● Instruction: Copy out only the entries from the line containing "Practice. Find the water surface" through the line containing "pixel 639 559", changing "set a marker" to "place a pin" wherever it occurs. Leave everything else in those lines unchanged.

● Provided data:
__________
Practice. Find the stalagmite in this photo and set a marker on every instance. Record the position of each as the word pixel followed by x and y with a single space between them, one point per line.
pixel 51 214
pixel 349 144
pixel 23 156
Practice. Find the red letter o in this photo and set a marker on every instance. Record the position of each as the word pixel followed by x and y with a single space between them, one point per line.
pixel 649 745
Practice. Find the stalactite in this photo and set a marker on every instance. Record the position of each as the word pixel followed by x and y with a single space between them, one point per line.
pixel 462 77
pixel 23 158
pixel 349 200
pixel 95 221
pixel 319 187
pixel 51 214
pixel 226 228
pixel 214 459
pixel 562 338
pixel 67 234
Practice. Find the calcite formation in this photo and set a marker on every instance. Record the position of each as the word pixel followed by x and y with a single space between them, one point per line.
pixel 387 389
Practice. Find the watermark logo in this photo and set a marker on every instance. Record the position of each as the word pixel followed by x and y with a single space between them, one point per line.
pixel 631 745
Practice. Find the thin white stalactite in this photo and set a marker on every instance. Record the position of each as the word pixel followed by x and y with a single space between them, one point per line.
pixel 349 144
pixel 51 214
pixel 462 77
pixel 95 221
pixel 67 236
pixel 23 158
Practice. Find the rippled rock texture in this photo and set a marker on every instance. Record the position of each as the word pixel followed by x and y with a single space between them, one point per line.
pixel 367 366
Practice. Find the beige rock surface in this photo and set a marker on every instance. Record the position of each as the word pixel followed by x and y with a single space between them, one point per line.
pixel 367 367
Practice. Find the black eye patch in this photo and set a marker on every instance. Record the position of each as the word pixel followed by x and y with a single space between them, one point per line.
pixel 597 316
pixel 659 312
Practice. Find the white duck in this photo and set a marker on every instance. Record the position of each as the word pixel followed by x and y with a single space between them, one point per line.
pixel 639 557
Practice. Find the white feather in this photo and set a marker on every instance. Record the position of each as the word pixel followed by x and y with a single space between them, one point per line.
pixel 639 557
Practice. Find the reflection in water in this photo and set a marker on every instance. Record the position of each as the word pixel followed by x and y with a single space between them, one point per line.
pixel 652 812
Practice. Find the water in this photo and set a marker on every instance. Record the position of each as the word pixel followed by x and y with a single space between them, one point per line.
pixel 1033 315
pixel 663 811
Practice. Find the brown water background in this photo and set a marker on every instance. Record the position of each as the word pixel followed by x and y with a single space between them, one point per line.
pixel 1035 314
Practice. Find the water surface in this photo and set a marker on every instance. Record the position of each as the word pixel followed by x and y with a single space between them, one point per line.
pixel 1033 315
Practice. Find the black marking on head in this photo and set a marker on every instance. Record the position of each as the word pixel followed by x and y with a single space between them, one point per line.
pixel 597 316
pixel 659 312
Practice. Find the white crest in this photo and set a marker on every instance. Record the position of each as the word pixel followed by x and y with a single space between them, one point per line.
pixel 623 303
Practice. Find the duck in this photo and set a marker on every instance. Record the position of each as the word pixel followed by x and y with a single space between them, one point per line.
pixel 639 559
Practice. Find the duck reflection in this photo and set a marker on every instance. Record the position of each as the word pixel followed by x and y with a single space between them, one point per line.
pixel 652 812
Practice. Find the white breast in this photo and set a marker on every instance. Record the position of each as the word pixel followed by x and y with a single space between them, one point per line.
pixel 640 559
__________
● Result:
Practice. Find the water surface in this photo and place a pin on every instance. Record the position of each as the word pixel followed by x and y with a single space between them, one point per line.
pixel 1033 315
Practice. Find the black marking on head in this photo and place a pin on every instance. Record the position of each as the word pixel followed by x and y with a single space between them, one point per line.
pixel 597 316
pixel 659 312
Practice. Find the white crest in this photo and place a pin on every instance. Record the position of each as the word pixel followed by x and y with a single space between them, one point per line.
pixel 623 303
Practice. Find the duck in this photo and place a pin on every instance. Record the position of each as the word pixel followed by x and y with a single space between them, one point per line.
pixel 639 559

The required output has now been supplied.